Text provided –
START

# Sogard Hand Drill



## planeBill (Oct 21, 2011)

I do not have any pre resto pics of this but it was really just dirty anyway. The frame paint was badly chipped and the wood was a bit dull but the metal parts were in decent shape, just a little surface rust spots. I went ahead and disassembeled it as far as I dared and went to cleaning. I scuffed the wood bits with a little oooo steel wool and then hit the metal. The main cog was a little more involved. Same process with the steel wool but it took alot more elbow grease to get it to where it is now.The chuck was a little rusty but not bad at all, again, just spots on the surface. I degreased the frame after using a very soft brass wire wheel on it to strip the remaining finish. Taped off the small cogs and the bearing surfaces for the main and the handle. I used that same VHT paint I used for the #6 resto since I already had it and I really like the way it looks. Real thick, like japanning. It says gloss on the can but it really doesn't have that "glass" smooth gloss like any other gloss paint I have ever used.
I actually got this as a freebie with a purchase I made on ebay about 7 years ago and it has been hanging on the pegboard ever since, maybe now I'll use it. It works good but for one thing. The screw on the side opposite the handle is obviously not the correct length. It has about 7 little washers on it. Well, when I tried it out when I first got it, the drill would sometimes lock up due to this screw tightening up. I would have to loosen it and try again. It happened almost everytime I tried it. I finally got it to where it doesn't tighten up to the point of stopping the drill but I still need to find the correct screw for it and get it to original.The main cog feels just the slightest bit sloppy. I think it must have something to do with the wrong screw.

END

What the exercise asks – Copy the hand drill post from "I actually got" down to "the wrong screw.", swapping in "bolt" for each "screw". The records after this point are separate material from the hand drill post.

Data extract –
START

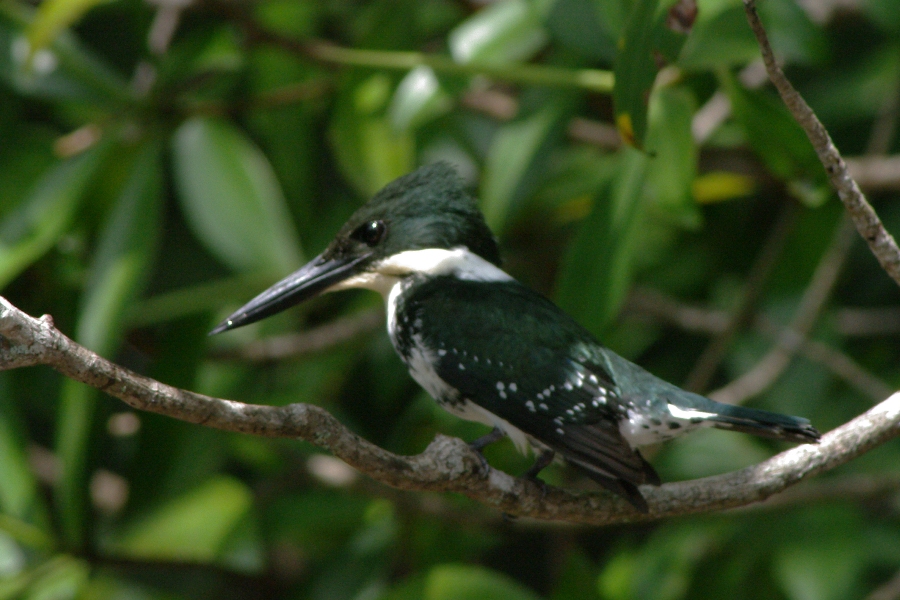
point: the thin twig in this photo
(762, 268)
(864, 216)
(698, 320)
(770, 367)
(448, 464)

END

The answer –
I actually got this as a freebie with a purchase I made on ebay about 7 years ago and it has been hanging on the pegboard ever since, maybe now I'll use it. It works good but for one thing. The bolt on the side opposite the handle is obviously not the correct length. It has about 7 little washers on it. Well, when I tried it out when I first got it, the drill would sometimes lock up due to this bolt tightening up. I would have to loosen it and try again. It happened almost everytime I tried it. I finally got it to where it doesn't tighten up to the point of stopping the drill but I still need to find the correct bolt for it and get it to original.The main cog feels just the slightest bit sloppy. I think it must have something to do with the wrong bolt.